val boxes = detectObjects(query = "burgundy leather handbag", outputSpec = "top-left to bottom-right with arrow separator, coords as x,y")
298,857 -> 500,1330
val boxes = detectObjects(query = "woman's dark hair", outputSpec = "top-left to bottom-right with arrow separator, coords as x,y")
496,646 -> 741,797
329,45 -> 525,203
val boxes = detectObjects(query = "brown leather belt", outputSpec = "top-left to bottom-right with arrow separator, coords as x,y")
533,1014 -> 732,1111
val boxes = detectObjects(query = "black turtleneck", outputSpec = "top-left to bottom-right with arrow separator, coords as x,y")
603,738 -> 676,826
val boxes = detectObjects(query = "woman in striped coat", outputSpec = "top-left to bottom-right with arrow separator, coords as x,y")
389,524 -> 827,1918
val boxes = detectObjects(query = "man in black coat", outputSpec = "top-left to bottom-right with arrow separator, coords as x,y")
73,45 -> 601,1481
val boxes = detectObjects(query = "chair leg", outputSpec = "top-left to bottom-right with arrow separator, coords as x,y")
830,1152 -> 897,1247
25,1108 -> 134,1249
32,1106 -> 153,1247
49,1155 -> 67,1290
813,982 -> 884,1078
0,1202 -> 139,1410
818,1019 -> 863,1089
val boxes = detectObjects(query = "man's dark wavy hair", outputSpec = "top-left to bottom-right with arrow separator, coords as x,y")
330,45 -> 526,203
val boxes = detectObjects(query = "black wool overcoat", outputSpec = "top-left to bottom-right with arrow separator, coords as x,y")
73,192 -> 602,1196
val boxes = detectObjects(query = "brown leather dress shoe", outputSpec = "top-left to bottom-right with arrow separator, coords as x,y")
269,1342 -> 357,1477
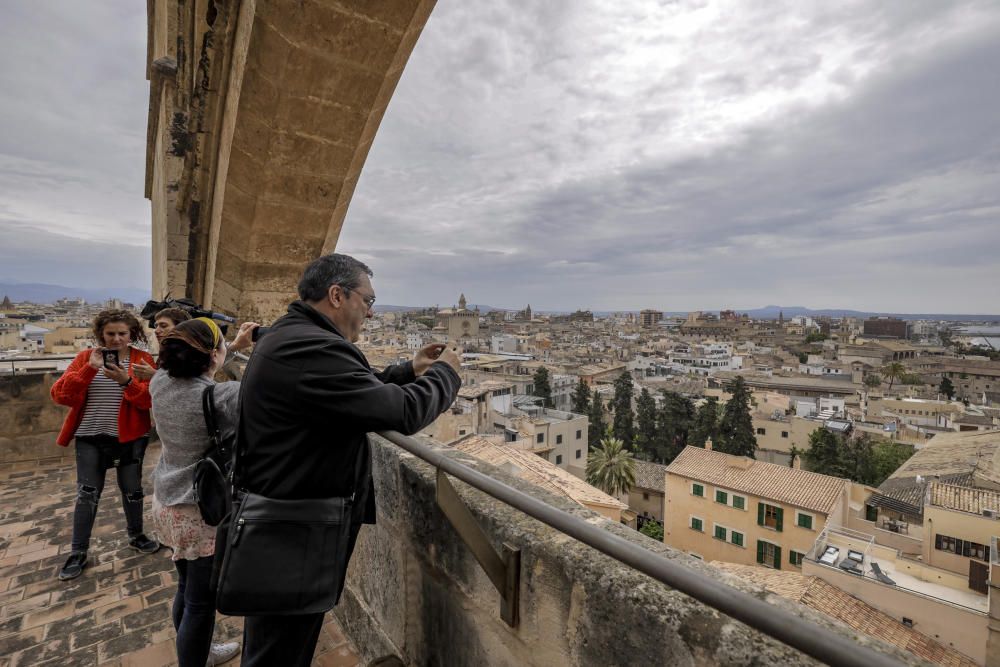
* * *
--- TASK ---
Write out the data exactly, but not its pictures.

--- SOLUTION TO THIS PROBLEM ---
val boxes = detectObjects(query = "burgundy leather handbag", outputSpec = "top-left to bottom-right with arrow separator, coords as x,y")
298,857 -> 500,1330
val boxes = detectObjects(query = "woman's dark hair", outputSpec = "top-left to bottom-right with arrow separator, coords as x,y")
496,646 -> 741,797
329,45 -> 525,203
val boxes = detectObjects(query = "brown leather belt", outputSpec = "top-left to bottom-right with arrow separator, coords as x,y")
533,1014 -> 732,1111
val boxes = detectObjects(query = "black turtleneck", outputSpec = "top-left to bottom-right with arrow separator, coords as x,y")
603,738 -> 676,826
val boxes = detectObjects(query = "woman in striped coat", outputSpec = "top-left to bottom-right with arrow separator, coords as x,y")
389,524 -> 827,1918
val boxes = detectObjects(query = "man in black coat", outputSpec = "top-left to bottom-right with arrow separator, coords as x,y")
73,45 -> 601,1481
val boxes = detectObjects(query = "chair leg", outputSpec = "top-left to bottom-right with arrow separator, coords as x,y")
830,1152 -> 897,1247
25,1108 -> 134,1249
32,1106 -> 153,1247
49,1155 -> 67,1290
813,982 -> 884,1078
0,1202 -> 139,1410
818,1019 -> 863,1089
val boxes = detectObjects(query = "man's dark wavy hair", outputSpec = "top-left to bottom-right with arrow separator, coords as x,y")
330,45 -> 526,203
val boxes = detectObjects(query = "black wool overcoat", outputSpec = "top-left to bottom-right with arrow separator, coords as x,y")
73,192 -> 602,1196
val boxes = detectObjects(query = "brown leather dress shoe", outputSpec = "top-left to bottom-right with arrow separator, coords as x,y")
269,1342 -> 357,1477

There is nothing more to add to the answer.